> **Brief**
Write out the material below again, unchanged.

*-*-*

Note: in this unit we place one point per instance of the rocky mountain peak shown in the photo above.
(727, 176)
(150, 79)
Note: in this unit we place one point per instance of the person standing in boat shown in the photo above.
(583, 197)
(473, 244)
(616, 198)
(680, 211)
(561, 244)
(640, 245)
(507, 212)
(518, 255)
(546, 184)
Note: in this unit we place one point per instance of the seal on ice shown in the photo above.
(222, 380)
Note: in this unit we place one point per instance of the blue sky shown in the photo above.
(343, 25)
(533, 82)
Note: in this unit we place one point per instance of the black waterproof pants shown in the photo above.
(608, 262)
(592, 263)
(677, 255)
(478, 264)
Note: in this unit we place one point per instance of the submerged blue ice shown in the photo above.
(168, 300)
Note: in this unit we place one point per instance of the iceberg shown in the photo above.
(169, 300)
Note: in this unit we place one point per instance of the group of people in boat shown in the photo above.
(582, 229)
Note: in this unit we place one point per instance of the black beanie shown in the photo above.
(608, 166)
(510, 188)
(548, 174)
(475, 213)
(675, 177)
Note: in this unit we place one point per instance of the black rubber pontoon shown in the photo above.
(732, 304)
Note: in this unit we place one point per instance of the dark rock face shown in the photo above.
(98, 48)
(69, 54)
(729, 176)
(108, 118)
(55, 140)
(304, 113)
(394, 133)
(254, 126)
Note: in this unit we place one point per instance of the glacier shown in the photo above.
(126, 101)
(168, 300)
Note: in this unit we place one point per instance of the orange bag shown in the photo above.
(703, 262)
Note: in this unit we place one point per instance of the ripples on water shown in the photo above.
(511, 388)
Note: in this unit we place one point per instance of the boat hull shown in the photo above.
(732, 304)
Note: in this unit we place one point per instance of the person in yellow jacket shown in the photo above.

*-*-*

> **Exercise response**
Note: in this unit we place one point per instance of the rocky mountain peak shown in the photo above.
(727, 176)
(150, 79)
Note: in this unit we place one point per instance of the person standing in boat shown in the photo above.
(583, 197)
(473, 244)
(616, 198)
(680, 211)
(561, 244)
(640, 245)
(507, 212)
(518, 255)
(546, 184)
Note: in this unit we place one point per instance of the seal on ice shown in the photo above.
(222, 380)
Note: in this unit we place one point per instance of the blue sky shown in the photo above.
(343, 25)
(533, 82)
Note: in this unit we place one point per instance of the black waterproof pants shown in the photo above.
(608, 262)
(592, 263)
(677, 255)
(478, 264)
Note: in this unit we place one point per instance of the submerged blue ice shown in the photo above.
(168, 300)
Note: in this unit we place one point per instance of the iceberg shown in the photo above.
(169, 300)
Note: in this unit we place one point per instance of the group of people in boat shown in the photo above.
(582, 229)
Note: in this unit we place one point per instance of the black beanie shown in the photo above.
(608, 166)
(510, 188)
(548, 174)
(475, 213)
(675, 177)
Note: in this unit we place one point per instance of the black rubber pontoon shown in the photo above.
(732, 304)
Note: in this unit we place one point per instance of the dark rock face shown in the photo above.
(98, 48)
(69, 54)
(729, 176)
(108, 118)
(55, 140)
(304, 113)
(394, 133)
(254, 126)
Note: in this unit we place one point per instance of the glacier shown in the photo above.
(126, 101)
(168, 300)
Note: in this unit we place one point per instance of the orange bag shown in the photo above.
(703, 262)
Note: in this unit we place one point per instance of the ripples on water shown in the photo above.
(511, 388)
Note: in this unit we place one point per instance of the boat hull shown in the photo above.
(732, 304)
Note: in this unit we place one point per instance of the person in yellow jacket shown in the photo above.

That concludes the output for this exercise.